+++ PASSAGE FOR REVIEW
Lofgren said Aumann’s theories differed from Nash’s by introducing an infinite repetition of the same game so as to find the best solution in long-term relationships instead of in a single encounter.
The difference is illustrated in the so-called “prisoner’s dilemma,” one of game theory’s best-known situations in which two partners in crime are put in separate cells and given an ultimatum: If one implicates the other, he may go free while his partner faces a firing squad.
Facing that situation once, both prisoners are likely to talk, meaning both would be executed, Lofgren said. However, if they could repeat the situation an infinite number of times and add the results of each action, they would realize that the best option is for both to keep mum, he said.
That supposition formed the basis for a TV game show, “Friend or Foe?” that aired on the Game Show Network in the U.S.
++++++
- _WHAT TO DO_
1/ Reproduce the part of the game theory passage between "Lofgren said Aumann’s" and "a firing squad.", inclusive.
2/ Condense the paragraph of the game theory passage that begins "Facing that situation once" into a shorter version that keeps its main facts.
3/ Carry on the passage about game theory and the prisoner's dilemma past its final sentence.
The rows that come next are separate material and have no connection to the game theory passage.
+++ DATASET
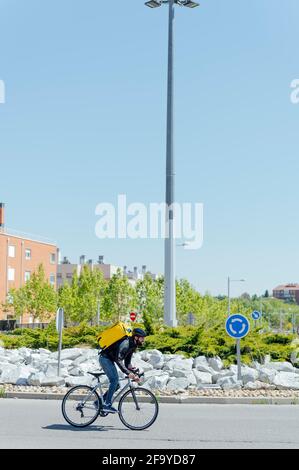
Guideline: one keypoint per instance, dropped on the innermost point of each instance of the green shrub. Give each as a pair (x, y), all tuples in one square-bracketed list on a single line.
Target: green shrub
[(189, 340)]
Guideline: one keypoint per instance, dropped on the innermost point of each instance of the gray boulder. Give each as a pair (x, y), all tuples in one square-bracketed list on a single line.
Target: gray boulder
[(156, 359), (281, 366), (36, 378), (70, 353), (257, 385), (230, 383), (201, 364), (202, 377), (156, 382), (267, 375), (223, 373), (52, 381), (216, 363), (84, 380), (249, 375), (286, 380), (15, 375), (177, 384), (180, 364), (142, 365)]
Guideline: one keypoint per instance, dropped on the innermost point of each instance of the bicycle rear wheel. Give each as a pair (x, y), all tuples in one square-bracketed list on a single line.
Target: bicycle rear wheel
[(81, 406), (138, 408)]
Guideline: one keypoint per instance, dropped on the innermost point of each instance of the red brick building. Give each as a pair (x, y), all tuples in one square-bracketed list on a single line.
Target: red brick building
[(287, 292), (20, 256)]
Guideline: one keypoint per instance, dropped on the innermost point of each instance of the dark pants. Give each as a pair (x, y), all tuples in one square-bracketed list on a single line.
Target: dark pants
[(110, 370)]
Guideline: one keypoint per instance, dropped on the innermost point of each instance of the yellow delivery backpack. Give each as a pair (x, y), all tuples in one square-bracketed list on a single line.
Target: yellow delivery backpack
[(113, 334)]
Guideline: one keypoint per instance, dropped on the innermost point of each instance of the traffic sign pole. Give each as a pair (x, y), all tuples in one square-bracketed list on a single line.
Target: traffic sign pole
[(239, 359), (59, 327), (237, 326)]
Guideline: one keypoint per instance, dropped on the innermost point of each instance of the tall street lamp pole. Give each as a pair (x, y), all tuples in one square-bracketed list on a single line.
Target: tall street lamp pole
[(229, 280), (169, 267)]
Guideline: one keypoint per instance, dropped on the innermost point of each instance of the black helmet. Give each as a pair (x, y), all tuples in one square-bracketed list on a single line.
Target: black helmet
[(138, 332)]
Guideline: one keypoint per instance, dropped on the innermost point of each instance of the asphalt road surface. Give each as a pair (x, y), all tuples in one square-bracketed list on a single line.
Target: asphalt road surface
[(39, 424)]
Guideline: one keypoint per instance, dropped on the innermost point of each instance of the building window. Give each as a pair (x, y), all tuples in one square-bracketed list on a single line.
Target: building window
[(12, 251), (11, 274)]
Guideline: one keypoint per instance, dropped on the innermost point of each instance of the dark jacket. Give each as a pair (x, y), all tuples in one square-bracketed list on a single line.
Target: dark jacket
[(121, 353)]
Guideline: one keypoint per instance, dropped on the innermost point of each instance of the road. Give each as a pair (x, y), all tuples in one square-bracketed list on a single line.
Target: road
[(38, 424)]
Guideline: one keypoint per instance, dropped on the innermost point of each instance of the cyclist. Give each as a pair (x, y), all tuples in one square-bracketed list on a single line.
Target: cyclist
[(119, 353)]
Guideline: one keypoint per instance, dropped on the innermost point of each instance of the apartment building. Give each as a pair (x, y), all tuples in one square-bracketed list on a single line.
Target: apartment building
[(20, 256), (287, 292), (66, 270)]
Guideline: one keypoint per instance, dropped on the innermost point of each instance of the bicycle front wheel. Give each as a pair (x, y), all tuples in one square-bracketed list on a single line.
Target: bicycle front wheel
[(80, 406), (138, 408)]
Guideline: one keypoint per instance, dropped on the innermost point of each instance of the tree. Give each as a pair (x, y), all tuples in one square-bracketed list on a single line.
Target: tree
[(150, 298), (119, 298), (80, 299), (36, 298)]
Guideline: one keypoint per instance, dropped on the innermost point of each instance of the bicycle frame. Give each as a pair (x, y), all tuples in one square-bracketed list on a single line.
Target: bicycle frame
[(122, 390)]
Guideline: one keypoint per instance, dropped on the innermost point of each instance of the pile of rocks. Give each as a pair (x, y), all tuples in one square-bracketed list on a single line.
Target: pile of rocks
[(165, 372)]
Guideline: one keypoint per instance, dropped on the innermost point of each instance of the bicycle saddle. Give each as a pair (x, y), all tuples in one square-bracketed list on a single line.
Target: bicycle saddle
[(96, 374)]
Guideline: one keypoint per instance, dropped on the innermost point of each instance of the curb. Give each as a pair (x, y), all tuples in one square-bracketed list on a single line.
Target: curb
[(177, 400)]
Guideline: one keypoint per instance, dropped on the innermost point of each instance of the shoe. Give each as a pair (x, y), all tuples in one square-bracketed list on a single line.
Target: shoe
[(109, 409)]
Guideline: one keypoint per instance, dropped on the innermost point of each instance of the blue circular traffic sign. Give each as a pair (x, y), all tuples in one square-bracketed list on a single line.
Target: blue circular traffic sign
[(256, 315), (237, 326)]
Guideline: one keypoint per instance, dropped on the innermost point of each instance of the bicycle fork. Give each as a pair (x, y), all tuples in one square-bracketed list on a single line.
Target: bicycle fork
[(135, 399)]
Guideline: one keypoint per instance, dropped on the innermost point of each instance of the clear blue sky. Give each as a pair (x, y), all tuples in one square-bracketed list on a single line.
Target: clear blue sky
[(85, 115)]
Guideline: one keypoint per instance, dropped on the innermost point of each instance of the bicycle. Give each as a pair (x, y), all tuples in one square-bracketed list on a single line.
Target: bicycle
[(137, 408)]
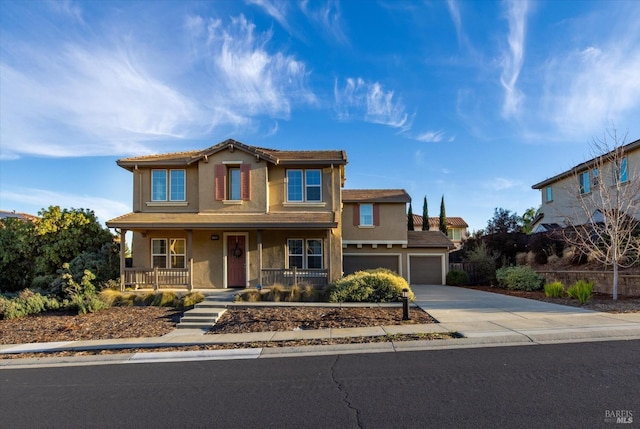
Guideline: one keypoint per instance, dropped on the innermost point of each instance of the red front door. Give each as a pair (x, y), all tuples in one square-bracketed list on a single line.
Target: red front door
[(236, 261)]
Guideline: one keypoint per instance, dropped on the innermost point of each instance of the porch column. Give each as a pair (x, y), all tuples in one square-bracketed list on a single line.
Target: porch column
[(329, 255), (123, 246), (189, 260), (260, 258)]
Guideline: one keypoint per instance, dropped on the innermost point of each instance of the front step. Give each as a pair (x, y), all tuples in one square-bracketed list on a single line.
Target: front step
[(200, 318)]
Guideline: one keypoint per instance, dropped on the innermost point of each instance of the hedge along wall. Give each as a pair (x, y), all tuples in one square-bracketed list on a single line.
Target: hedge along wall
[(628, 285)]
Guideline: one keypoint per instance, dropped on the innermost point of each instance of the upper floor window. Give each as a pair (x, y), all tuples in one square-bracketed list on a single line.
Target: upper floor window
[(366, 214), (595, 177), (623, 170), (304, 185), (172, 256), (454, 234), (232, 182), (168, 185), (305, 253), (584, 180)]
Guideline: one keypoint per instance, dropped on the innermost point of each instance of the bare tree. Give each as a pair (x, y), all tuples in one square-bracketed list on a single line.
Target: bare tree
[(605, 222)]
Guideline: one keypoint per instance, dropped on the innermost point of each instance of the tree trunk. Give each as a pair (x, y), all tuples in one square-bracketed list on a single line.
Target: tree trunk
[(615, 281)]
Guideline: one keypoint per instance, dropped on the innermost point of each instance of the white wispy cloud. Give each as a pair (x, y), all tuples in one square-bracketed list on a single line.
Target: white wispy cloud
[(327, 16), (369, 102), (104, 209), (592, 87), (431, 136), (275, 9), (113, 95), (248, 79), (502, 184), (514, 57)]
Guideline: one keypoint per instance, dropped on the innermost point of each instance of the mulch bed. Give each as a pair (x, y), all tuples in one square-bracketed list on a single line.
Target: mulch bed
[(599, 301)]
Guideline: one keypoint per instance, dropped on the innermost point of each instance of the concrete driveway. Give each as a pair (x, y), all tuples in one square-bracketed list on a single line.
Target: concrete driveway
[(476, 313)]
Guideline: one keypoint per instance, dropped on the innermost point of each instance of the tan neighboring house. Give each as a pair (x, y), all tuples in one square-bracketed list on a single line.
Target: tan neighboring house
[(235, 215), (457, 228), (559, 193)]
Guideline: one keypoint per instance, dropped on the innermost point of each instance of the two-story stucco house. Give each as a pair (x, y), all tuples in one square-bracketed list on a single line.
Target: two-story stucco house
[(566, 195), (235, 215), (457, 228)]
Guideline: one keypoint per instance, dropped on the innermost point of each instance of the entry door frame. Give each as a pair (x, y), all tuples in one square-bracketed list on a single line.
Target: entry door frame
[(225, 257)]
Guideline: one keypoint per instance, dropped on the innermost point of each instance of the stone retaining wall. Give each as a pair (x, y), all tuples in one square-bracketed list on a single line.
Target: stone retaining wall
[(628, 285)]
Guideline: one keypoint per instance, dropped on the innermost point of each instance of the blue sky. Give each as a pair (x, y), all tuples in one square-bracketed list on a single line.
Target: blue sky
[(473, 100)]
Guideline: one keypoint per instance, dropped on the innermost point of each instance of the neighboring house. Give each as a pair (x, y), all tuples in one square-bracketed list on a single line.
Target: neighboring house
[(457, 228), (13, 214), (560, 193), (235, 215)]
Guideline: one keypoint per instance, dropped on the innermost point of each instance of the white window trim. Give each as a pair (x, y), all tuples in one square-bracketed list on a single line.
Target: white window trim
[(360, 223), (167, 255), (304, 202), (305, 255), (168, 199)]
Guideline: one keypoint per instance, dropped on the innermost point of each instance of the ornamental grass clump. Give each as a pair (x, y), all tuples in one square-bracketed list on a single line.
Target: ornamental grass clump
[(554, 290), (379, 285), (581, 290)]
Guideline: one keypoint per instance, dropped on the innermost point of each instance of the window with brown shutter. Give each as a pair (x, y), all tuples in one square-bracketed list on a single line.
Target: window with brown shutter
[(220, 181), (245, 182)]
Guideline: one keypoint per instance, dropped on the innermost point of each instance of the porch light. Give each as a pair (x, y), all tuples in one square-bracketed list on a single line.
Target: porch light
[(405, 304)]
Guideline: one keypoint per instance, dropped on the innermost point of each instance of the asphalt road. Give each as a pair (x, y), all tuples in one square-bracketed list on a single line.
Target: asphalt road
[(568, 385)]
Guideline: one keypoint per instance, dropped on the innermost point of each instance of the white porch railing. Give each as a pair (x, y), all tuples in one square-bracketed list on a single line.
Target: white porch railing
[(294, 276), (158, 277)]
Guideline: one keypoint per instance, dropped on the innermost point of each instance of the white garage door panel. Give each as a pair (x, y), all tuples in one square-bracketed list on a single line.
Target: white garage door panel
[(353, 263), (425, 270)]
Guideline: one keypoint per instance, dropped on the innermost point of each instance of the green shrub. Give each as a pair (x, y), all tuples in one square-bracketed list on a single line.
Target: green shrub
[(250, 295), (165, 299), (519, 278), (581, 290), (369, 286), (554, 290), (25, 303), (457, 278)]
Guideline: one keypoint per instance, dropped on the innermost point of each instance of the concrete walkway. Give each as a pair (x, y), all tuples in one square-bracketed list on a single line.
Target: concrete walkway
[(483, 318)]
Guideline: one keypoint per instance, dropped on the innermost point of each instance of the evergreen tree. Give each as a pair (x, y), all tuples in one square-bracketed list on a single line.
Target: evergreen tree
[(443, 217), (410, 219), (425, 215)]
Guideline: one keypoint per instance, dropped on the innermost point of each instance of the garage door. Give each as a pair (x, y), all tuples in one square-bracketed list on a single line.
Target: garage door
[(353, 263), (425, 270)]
++++++
- _ANSWERS TO THE PROBLEMS_
1/
Lofgren said Aumann’s theories differed from Nash’s by introducing an infinite repetition of the same game so as to find the best solution in long-term relationships instead of in a single encounter.
The difference is illustrated in the so-called “prisoner’s dilemma,” one of game theory’s best-known situations in which two partners in crime are put in separate cells and given an ultimatum: If one implicates the other, he may go free while his partner faces a firing squad.

2/ Lofgren said that prisoners facing the dilemma only once would likely both talk and both be executed. If the situation repeated infinitely and the results added up, they would see that both staying silent is best.

3/
Aumann is a professor at the Center for Rationality at the Hebrew University of Jerusalem."
For the full article: URL: http://www.msnbc.msn.com/id/9649575/

Tuesday, October 04, 2005

One job you can get with a math major

One can get a nomination to be on the Supreme Court of the United States!

Hat tip to Harriet Miers, a mathematics major at SMU (prior to getting her law degree at SMU).

Yeah, I am a Democrat, but it is good to see a math major make good.

I haven't posted much here as math blog posts take time, and most of my math time has been devoted to teaching a "numerical methods" course.

This course is time consuming as
  1. My last numerical analysis course was a long time ago.
  2. I wasn't that good at it then.
  3. I am learning the software packages as we go along.

I am not sure as to how I feel about the software packages; in my day we wrote our own code which helped us learn how the algorithms worked. On the other hand, we can cover more topics since coding isn't slowing us down.

What I can say is that I finally learned where the error formulas in the Simpson's rule approximation formula comes from.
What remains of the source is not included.